** Start of Available data **

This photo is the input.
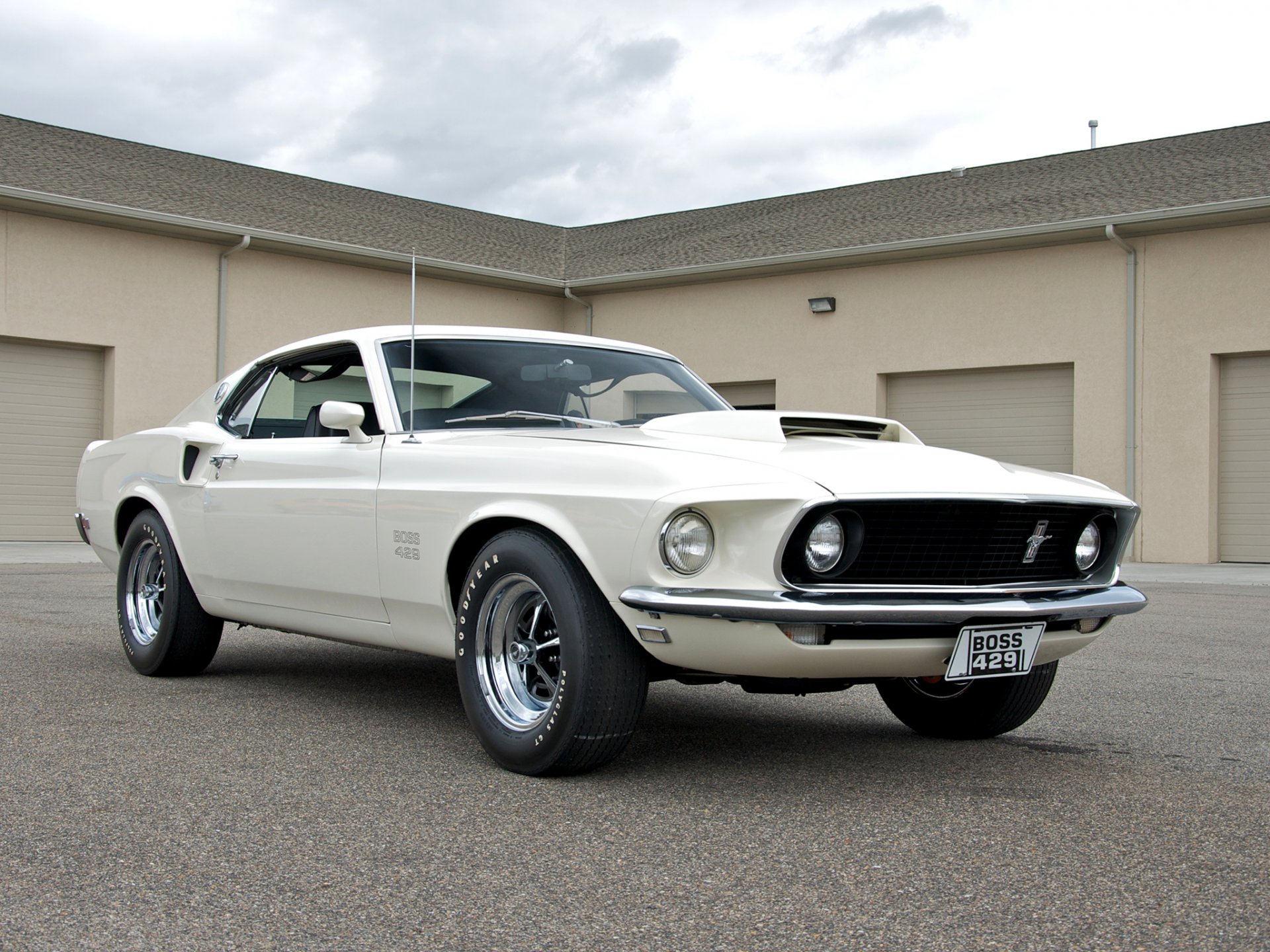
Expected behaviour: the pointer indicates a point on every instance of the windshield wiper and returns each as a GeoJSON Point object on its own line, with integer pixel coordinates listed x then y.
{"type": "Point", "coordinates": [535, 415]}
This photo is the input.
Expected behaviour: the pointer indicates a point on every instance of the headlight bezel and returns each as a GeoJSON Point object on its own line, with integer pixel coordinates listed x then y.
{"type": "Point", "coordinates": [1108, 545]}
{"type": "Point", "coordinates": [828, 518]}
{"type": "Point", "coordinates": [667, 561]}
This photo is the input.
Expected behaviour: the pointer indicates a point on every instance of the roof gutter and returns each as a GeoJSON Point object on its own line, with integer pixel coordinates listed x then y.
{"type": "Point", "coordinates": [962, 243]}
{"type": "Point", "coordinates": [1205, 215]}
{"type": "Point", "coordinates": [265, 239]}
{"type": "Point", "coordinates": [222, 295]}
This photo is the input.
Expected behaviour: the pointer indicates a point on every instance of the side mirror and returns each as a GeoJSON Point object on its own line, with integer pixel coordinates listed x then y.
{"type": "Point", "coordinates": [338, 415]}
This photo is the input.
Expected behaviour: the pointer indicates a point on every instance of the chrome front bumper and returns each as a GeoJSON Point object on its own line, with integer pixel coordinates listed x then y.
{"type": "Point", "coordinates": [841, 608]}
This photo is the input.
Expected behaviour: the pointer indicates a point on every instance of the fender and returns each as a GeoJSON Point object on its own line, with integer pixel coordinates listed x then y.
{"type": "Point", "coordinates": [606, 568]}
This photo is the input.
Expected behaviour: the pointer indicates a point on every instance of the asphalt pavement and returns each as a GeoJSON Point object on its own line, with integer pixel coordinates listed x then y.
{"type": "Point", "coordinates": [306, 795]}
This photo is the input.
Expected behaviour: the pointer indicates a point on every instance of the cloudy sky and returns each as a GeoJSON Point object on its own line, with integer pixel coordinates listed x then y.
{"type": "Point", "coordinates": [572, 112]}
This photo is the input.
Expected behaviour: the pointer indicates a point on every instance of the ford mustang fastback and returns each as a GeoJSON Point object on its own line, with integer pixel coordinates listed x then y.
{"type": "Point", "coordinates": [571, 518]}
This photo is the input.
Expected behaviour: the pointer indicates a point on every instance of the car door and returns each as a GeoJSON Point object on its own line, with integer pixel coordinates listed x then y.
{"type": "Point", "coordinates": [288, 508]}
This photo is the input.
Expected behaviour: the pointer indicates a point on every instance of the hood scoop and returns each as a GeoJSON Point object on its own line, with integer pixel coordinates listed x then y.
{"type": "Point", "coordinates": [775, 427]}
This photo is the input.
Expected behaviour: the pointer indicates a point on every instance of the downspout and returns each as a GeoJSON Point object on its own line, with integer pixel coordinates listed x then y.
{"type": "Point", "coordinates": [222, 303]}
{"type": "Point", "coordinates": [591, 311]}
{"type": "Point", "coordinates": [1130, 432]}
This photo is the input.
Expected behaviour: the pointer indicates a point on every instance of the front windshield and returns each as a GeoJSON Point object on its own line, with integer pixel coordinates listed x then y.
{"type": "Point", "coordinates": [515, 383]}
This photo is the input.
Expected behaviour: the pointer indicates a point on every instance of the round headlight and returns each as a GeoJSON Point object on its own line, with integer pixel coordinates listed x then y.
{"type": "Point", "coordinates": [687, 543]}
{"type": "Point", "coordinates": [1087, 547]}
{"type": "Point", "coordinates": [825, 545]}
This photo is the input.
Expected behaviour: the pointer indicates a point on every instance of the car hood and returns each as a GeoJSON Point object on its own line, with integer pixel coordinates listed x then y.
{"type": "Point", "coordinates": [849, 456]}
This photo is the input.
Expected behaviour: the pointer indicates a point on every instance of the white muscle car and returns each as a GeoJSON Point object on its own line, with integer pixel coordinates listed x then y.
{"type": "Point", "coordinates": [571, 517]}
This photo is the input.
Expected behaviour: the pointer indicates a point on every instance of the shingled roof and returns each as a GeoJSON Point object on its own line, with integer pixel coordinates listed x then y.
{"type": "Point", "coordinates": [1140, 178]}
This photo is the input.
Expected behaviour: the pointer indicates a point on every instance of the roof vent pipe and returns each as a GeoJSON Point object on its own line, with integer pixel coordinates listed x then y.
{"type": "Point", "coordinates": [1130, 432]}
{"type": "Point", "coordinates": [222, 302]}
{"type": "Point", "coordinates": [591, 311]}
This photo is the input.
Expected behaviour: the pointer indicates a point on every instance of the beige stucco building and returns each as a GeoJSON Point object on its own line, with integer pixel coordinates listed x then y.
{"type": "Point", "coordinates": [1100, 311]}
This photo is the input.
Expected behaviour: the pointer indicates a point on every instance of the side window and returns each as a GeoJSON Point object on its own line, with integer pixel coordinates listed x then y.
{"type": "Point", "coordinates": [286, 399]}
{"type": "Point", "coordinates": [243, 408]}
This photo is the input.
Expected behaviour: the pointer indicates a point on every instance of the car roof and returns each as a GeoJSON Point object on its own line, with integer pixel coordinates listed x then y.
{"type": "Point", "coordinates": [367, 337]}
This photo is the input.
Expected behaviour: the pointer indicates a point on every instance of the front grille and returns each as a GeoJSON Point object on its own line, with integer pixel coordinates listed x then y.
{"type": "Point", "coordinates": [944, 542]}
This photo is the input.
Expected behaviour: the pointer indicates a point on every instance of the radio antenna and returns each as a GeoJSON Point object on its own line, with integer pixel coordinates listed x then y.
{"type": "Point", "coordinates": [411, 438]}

** End of Available data **

Write out every line above exactly as it is, leaving out the pictures.

Correct output →
This photo is the input.
Expected behaviour: the pointer indicates a point on every instance of the windshield wiper and returns each as a GeoJSON Point object on its own line, with integer pixel coordinates listed x then y.
{"type": "Point", "coordinates": [535, 415]}
This photo is the input.
Expected behaviour: the pointer indicates a point on every instance of the headlight bezel and returns each as a GeoJSON Point object on its own line, with integer pixel coordinates listed x then y.
{"type": "Point", "coordinates": [1108, 545]}
{"type": "Point", "coordinates": [828, 518]}
{"type": "Point", "coordinates": [667, 561]}
This photo is the input.
Expected behaviour: the pointer indicates a point on every instance of the roof gutter and returns each as a GeoJSON Point object on its own line, with integer pixel coordinates listed x then y.
{"type": "Point", "coordinates": [962, 243]}
{"type": "Point", "coordinates": [1205, 215]}
{"type": "Point", "coordinates": [265, 239]}
{"type": "Point", "coordinates": [222, 295]}
This photo is the input.
Expected behaviour: the pointer indicates a point on every instance of the side mirror and returns each as a GeoJSON Point object on its own line, with integer pixel coordinates listed x then y.
{"type": "Point", "coordinates": [338, 415]}
This photo is the input.
Expected behaviour: the pointer indicates a point on every instance of the chrome front bumper and returns each as a GeoJSON Point object on its own line, with integer pixel coordinates listed x then y.
{"type": "Point", "coordinates": [841, 608]}
This photo is the input.
Expected behaviour: the pointer indicates a point on every instance of the fender and returns each as a GeoJSON Point object on its own line, with integer pixel coordinates listed x then y.
{"type": "Point", "coordinates": [606, 568]}
This photo is the input.
Expected behaviour: the pointer indicates a point on every instance of the asphalt pavement and returns each as a GeoJSON Point object on its own line, with integer pixel coordinates listed x then y.
{"type": "Point", "coordinates": [306, 795]}
This photo is the input.
Expected behaviour: the pointer indicates a point on every instance of the cloudy sky and returns each as a GeoJSON Point object on its own line, with integer pixel coordinates listed x then y.
{"type": "Point", "coordinates": [572, 112]}
This photo is the input.
Expected behaviour: the pointer indicates a point on every instance of the ford mustang fastback and returns each as a GeoJSON Point object on its own line, with integer pixel coordinates listed x then y.
{"type": "Point", "coordinates": [571, 518]}
This photo is the input.
Expected behaviour: the pointer indicates a point on every instance of the car door and returns each as a GeoJSON Point object on its own line, with integer pixel coordinates listed x then y.
{"type": "Point", "coordinates": [288, 508]}
This photo is the input.
Expected behaviour: the pointer indicates a point on every instance of the hood scoop and returns each as a GeoJSON Point object on its own line, with integer pixel coordinates listed x then y.
{"type": "Point", "coordinates": [775, 427]}
This photo is the input.
Expected behaviour: the pointer indicates a point on every instance of the downspout and returns each as a GeoJSON Point object on its own line, with integer pixel coordinates listed x then y.
{"type": "Point", "coordinates": [222, 303]}
{"type": "Point", "coordinates": [591, 311]}
{"type": "Point", "coordinates": [1130, 432]}
This photo is the input.
Expected behaviour: the pointer indicates a point on every instance of the front windshield and returns each as a GeoJSON Point object on its own line, with integer pixel coordinates listed x then y.
{"type": "Point", "coordinates": [515, 383]}
This photo is the input.
Expected behaviour: the pointer indicates a point on every instance of the round headlight and returns each as a GeoJSON Point object on its own line, with integer pixel coordinates listed x then y.
{"type": "Point", "coordinates": [687, 543]}
{"type": "Point", "coordinates": [1087, 547]}
{"type": "Point", "coordinates": [825, 545]}
This photo is the input.
Expected behaviour: the pointer indicates a point on every instance of the car hood and returns each as a GeoJSON Point object on its own line, with integer pixel coordinates listed x then y.
{"type": "Point", "coordinates": [849, 456]}
This photo is the input.
Expected behaviour: the pointer indicates a point on every instance of the white muscle car and returns each as a GeoJSON Point object on its own line, with integer pixel coordinates listed x then y.
{"type": "Point", "coordinates": [571, 517]}
This photo is the input.
Expected behaviour: the pointer indicates a point on every instance of the shingled roof and returns each as a GeoJSON Point object on its own line, with integer pixel coordinates listed x then y.
{"type": "Point", "coordinates": [1140, 178]}
This photo is the input.
Expected behaviour: the pointer indicates a point on every instance of the roof vent pipe and returns each as a GeoJSON Point object on its own line, with integer pixel coordinates listed x then y.
{"type": "Point", "coordinates": [1130, 432]}
{"type": "Point", "coordinates": [222, 302]}
{"type": "Point", "coordinates": [591, 311]}
This photo is the input.
Expected behaviour: the pointer indicates a point on every instance of the beige stucco building and returns each as a GeoJSON Point object on its own line, with integer pixel coordinates listed x then y.
{"type": "Point", "coordinates": [1100, 311]}
This photo is the input.
Expected behaviour: the pointer indicates a point on every instance of the side window and returns each as a GeoJSON Point object on its own line, with integer pixel coordinates listed x then y.
{"type": "Point", "coordinates": [286, 399]}
{"type": "Point", "coordinates": [243, 408]}
This photo is the input.
Expected behaviour: the pointer indicates a point on every instance of the car roof and returns each as a GeoJSON Point object on its own line, with integer pixel coordinates listed x then y.
{"type": "Point", "coordinates": [367, 337]}
This photo is the input.
Expected behaviour: the pointer indicates a point on every instance of the front grille and returns each as a GeoJSON Point object on its own line, with integer pixel coordinates listed x then y.
{"type": "Point", "coordinates": [944, 542]}
This photo is the input.
Expected behaviour: the pointer indicates a point on every instance of the radio antenna and returns each as a GeoJSON Point object on its own line, with integer pixel coordinates listed x then y.
{"type": "Point", "coordinates": [411, 438]}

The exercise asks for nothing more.